### Exercise task:
Count the lines of the items below that contain the string "bird", treating case as significant. Give only the number.

### Data for processing:

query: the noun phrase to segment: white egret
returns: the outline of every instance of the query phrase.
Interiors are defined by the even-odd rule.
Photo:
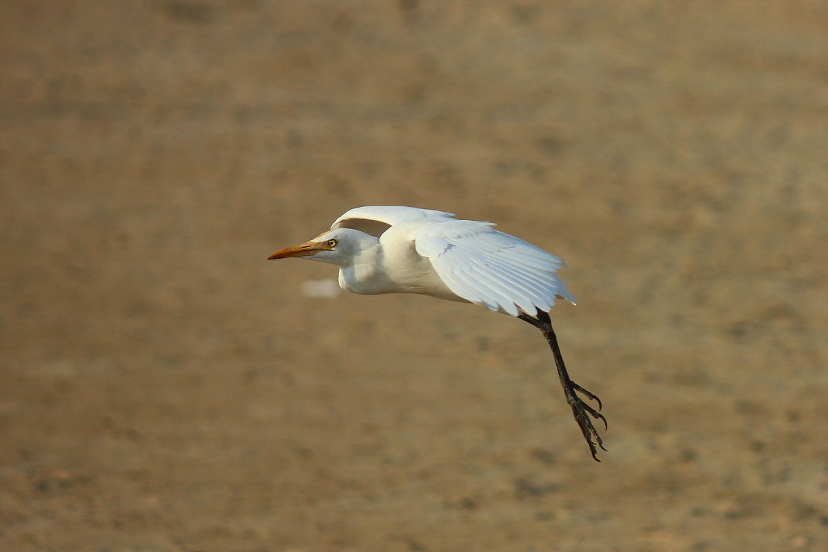
[[[601,401],[570,378],[548,314],[556,299],[575,305],[557,276],[564,262],[493,226],[431,209],[358,207],[334,221],[330,230],[267,258],[335,264],[339,286],[354,293],[418,293],[474,303],[532,324],[551,347],[566,402],[598,460],[596,445],[604,444],[590,416],[601,420],[606,429]],[[598,410],[579,392],[595,400]]]

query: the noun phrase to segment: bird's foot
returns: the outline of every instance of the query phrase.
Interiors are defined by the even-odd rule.
[[[598,430],[595,426],[592,424],[592,420],[590,416],[592,416],[595,420],[600,420],[604,422],[604,429],[606,430],[609,425],[607,424],[607,419],[601,414],[599,410],[601,410],[601,400],[593,393],[590,393],[587,390],[581,387],[580,385],[575,382],[570,381],[571,389],[567,389],[564,387],[564,392],[566,395],[566,402],[572,408],[572,414],[575,416],[575,420],[578,423],[578,426],[580,428],[580,431],[584,434],[584,439],[590,444],[590,452],[592,453],[592,458],[596,462],[600,462],[598,459],[598,447],[600,447],[603,450],[606,450],[604,448],[604,441],[601,439],[601,436],[598,434]],[[589,404],[584,401],[578,394],[578,391],[584,395],[587,399],[595,401],[598,403],[598,410],[590,406]],[[595,440],[593,440],[595,437]]]

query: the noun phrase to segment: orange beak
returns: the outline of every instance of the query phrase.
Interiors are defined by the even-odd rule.
[[[280,249],[268,257],[267,260],[272,261],[273,259],[286,259],[290,257],[309,257],[310,255],[315,255],[320,251],[330,250],[331,248],[328,247],[328,244],[325,242],[307,242],[306,243],[295,245],[292,247]]]

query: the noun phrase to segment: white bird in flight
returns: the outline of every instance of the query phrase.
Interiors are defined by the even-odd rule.
[[[590,416],[601,420],[606,429],[601,401],[570,378],[548,314],[556,299],[575,305],[557,276],[565,263],[493,226],[414,207],[358,207],[334,221],[330,230],[267,258],[335,264],[339,286],[354,293],[417,293],[474,303],[532,324],[551,347],[566,402],[598,460],[596,445],[604,449],[604,444]],[[579,392],[595,400],[598,409]]]

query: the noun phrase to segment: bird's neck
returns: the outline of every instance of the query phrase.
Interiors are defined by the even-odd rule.
[[[339,287],[365,295],[390,293],[391,282],[382,271],[383,262],[383,247],[378,242],[363,249],[353,262],[339,267]]]

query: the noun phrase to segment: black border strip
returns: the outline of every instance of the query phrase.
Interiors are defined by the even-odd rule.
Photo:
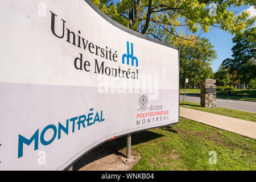
[[[133,31],[131,29],[129,29],[129,28],[122,26],[122,24],[121,24],[117,23],[117,22],[115,22],[113,19],[112,19],[108,15],[105,15],[98,7],[97,7],[97,6],[94,4],[93,4],[93,3],[90,0],[84,0],[84,1],[85,1],[88,4],[88,5],[90,6],[90,7],[92,7],[95,11],[96,11],[97,13],[98,13],[100,15],[101,15],[101,17],[104,18],[106,20],[109,22],[110,23],[111,23],[115,27],[122,30],[122,31],[126,32],[127,33],[129,33],[130,34],[131,34],[133,35],[138,36],[140,38],[146,39],[146,40],[154,42],[154,43],[159,44],[165,46],[174,48],[176,50],[179,50],[178,47],[171,45],[170,44],[168,44],[165,42],[160,41],[159,40],[153,39],[147,35],[142,34],[141,33],[139,33],[137,31]]]
[[[90,6],[90,7],[92,7],[96,13],[97,13],[100,15],[101,16],[101,17],[102,17],[103,18],[104,18],[105,20],[106,20],[108,22],[109,22],[110,23],[111,23],[112,24],[113,24],[113,26],[117,27],[117,28],[121,29],[121,30],[125,31],[130,34],[131,34],[133,35],[136,36],[137,37],[139,37],[140,38],[143,39],[146,39],[151,42],[152,42],[154,43],[159,44],[161,44],[163,46],[165,46],[172,48],[174,48],[175,49],[176,49],[178,51],[178,54],[179,54],[179,59],[178,59],[178,61],[179,61],[179,76],[178,76],[178,80],[179,80],[179,92],[178,92],[178,97],[179,97],[179,117],[178,117],[178,121],[176,122],[175,123],[172,123],[171,124],[168,124],[168,125],[163,125],[163,126],[156,126],[156,127],[150,127],[150,128],[147,128],[147,129],[142,129],[142,130],[138,130],[138,131],[133,131],[131,133],[128,133],[125,134],[122,134],[121,135],[119,136],[116,136],[115,138],[119,138],[125,135],[127,135],[129,134],[131,134],[133,133],[138,133],[138,132],[141,132],[141,131],[145,131],[145,130],[150,130],[150,129],[156,129],[156,128],[162,128],[162,127],[167,127],[168,126],[170,126],[170,125],[175,125],[175,124],[177,124],[180,122],[180,109],[179,109],[179,106],[180,106],[180,99],[179,99],[179,96],[180,96],[180,48],[176,46],[174,46],[172,45],[171,45],[166,42],[162,42],[162,41],[160,41],[156,39],[154,39],[147,35],[145,35],[143,34],[141,34],[139,32],[137,32],[135,31],[133,31],[131,29],[129,29],[125,26],[123,26],[122,25],[121,25],[121,24],[119,24],[118,23],[115,22],[114,20],[113,20],[113,19],[112,19],[110,18],[109,18],[109,16],[108,16],[106,15],[105,15],[103,12],[102,12],[99,9],[98,9],[97,7],[97,6],[93,4],[93,3],[90,1],[90,0],[84,0],[84,1],[85,1],[87,4],[88,4],[89,6]],[[170,102],[171,102],[171,101],[170,101]],[[104,142],[101,142],[101,143],[95,146],[94,147],[92,147],[92,148],[90,148],[90,150],[88,150],[87,151],[86,151],[84,154],[81,155],[80,157],[79,157],[77,159],[76,159],[75,160],[74,160],[72,163],[71,163],[69,165],[68,165],[66,168],[64,168],[64,171],[67,171],[68,170],[70,167],[71,167],[73,164],[75,163],[76,163],[76,162],[77,162],[79,159],[80,159],[81,158],[82,158],[85,155],[87,154],[88,153],[89,153],[89,152],[90,152],[91,151],[92,151],[93,150],[95,149],[96,148],[98,147],[98,146],[100,146],[100,145],[102,144],[103,143],[105,143],[108,141],[109,141],[109,139]]]

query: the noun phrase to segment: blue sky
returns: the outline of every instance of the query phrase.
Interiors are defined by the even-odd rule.
[[[119,0],[112,1],[116,4]],[[242,6],[240,7],[230,7],[230,10],[236,12],[236,15],[238,15],[242,11],[246,10],[250,7],[251,15],[256,14],[256,10],[253,10],[253,7]],[[214,46],[214,49],[217,51],[218,59],[214,60],[212,62],[212,68],[214,72],[216,72],[222,61],[226,58],[232,58],[232,51],[231,49],[233,46],[232,42],[232,36],[230,34],[225,31],[220,30],[217,27],[210,27],[207,33],[201,35],[201,36],[208,38],[210,42]]]

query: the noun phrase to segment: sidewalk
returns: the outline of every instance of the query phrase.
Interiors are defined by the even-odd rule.
[[[180,107],[180,117],[256,139],[256,122]]]

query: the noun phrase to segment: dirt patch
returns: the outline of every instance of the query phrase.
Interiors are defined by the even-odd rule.
[[[88,156],[90,158],[90,156]],[[128,171],[139,161],[135,158],[133,162],[125,164],[118,155],[112,154],[86,164],[79,171]]]

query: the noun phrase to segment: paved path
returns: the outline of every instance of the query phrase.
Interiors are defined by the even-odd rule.
[[[180,116],[256,139],[256,122],[180,107]]]
[[[180,95],[180,100],[183,100],[183,95]],[[200,104],[200,96],[185,95],[185,101]],[[217,106],[218,107],[256,113],[256,102],[217,98]]]

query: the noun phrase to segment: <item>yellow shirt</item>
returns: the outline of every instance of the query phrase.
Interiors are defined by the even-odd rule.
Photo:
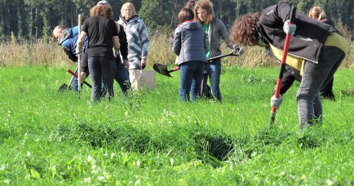
[[[348,51],[347,42],[343,36],[337,32],[332,32],[327,37],[324,46],[337,47],[343,50],[346,54]],[[273,54],[278,59],[281,61],[283,58],[283,51],[271,45],[269,45],[269,48]],[[299,70],[301,76],[303,74],[303,70],[305,63],[306,60],[305,59],[288,54],[286,58],[286,64]]]

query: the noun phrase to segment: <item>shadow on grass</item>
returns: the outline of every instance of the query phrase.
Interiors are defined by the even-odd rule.
[[[175,131],[161,130],[160,133],[166,134],[153,138],[151,131],[138,130],[127,124],[115,124],[114,129],[110,126],[83,123],[74,126],[59,125],[52,131],[51,137],[57,142],[66,141],[94,148],[123,148],[142,154],[173,149],[176,153],[191,155],[213,166],[222,166],[228,162],[247,161],[284,143],[294,146],[296,143],[301,148],[313,148],[320,147],[324,140],[311,131],[284,133],[276,129],[260,131],[254,136],[233,136],[198,124],[172,128]],[[178,136],[180,133],[176,132],[182,130],[186,133],[183,136],[186,138],[181,138]],[[191,147],[192,151],[188,150]]]

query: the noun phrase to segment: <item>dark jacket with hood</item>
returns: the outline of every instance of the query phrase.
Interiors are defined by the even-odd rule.
[[[257,28],[261,40],[282,51],[286,36],[283,27],[290,17],[292,5],[282,2],[266,8],[260,17]],[[288,53],[318,63],[327,37],[331,33],[338,31],[333,26],[301,14],[295,14],[295,22],[296,29],[290,40]]]
[[[76,54],[76,43],[79,37],[79,27],[73,28],[65,28],[61,31],[61,35],[59,39],[58,44],[62,47],[68,58],[74,62],[76,63],[78,57]],[[87,44],[88,38],[85,38],[83,46],[83,51],[85,51]]]
[[[206,63],[206,35],[202,25],[195,21],[186,21],[175,31],[173,51],[178,56],[178,65],[191,61]]]

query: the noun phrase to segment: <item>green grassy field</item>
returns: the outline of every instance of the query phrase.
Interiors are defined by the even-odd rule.
[[[73,69],[73,68],[71,68]],[[224,70],[223,102],[182,103],[179,72],[110,102],[59,92],[66,68],[0,68],[0,185],[353,185],[354,69],[300,130],[295,83],[267,130],[278,69]],[[89,82],[89,79],[88,80]]]

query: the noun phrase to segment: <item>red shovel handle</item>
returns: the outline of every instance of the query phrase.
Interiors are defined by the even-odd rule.
[[[76,73],[75,73],[75,72],[71,71],[71,70],[68,69],[66,70],[66,71],[67,71],[68,72],[71,73],[71,75],[73,75],[74,77],[76,77],[77,79],[78,78],[77,75]],[[88,87],[92,88],[92,86],[91,86],[91,85],[89,84],[88,83],[86,82],[86,81],[84,81],[84,83],[85,83],[85,84],[87,85]]]
[[[295,13],[296,12],[296,7],[295,6],[292,6],[291,11],[290,12],[290,23],[294,23],[295,20]],[[280,70],[279,70],[279,77],[277,81],[277,86],[275,88],[275,93],[274,96],[276,98],[279,97],[279,93],[280,93],[280,88],[281,86],[281,82],[283,79],[284,71],[285,69],[285,64],[286,62],[286,58],[288,56],[288,50],[289,50],[289,46],[290,43],[290,39],[291,38],[291,34],[287,34],[285,37],[285,43],[284,44],[284,50],[283,51],[283,57],[282,59],[281,64],[280,65]],[[274,123],[275,119],[275,114],[276,113],[276,109],[274,107],[272,107],[271,114],[270,115],[270,120],[269,120],[269,126]]]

### Output:
3